# Exercise details
Please retype every entry below, keeping it exactly the same.

___ Entries shown

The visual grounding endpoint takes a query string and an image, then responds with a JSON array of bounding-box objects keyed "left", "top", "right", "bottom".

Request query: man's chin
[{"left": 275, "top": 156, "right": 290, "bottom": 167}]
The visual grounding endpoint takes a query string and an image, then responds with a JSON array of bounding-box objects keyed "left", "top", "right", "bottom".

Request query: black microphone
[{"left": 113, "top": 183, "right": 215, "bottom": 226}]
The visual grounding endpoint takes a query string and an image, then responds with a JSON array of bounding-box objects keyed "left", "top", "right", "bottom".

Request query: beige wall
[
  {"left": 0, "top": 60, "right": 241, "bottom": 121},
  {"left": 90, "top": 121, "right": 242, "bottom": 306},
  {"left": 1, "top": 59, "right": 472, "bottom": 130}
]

______

# Exercise answer
The visual grounding endpoint takes a query string and an image, then responds with a JSON array of bounding-box objects keyed "left", "top", "right", "bottom".

Request query: man's chin
[{"left": 275, "top": 156, "right": 290, "bottom": 167}]
The visual grounding endpoint takes a query string and an image, then responds with a JSON array of bounding-box objects keyed "left", "top", "right", "bottom".

Request query: black microphone
[{"left": 113, "top": 183, "right": 215, "bottom": 226}]
The visual grounding endpoint takes a query string and an image, then responds with a JSON array of bounding-box objects keyed "left", "top", "right", "bottom".

Request query: beige wall
[
  {"left": 0, "top": 60, "right": 241, "bottom": 121},
  {"left": 90, "top": 121, "right": 242, "bottom": 306},
  {"left": 1, "top": 59, "right": 472, "bottom": 130}
]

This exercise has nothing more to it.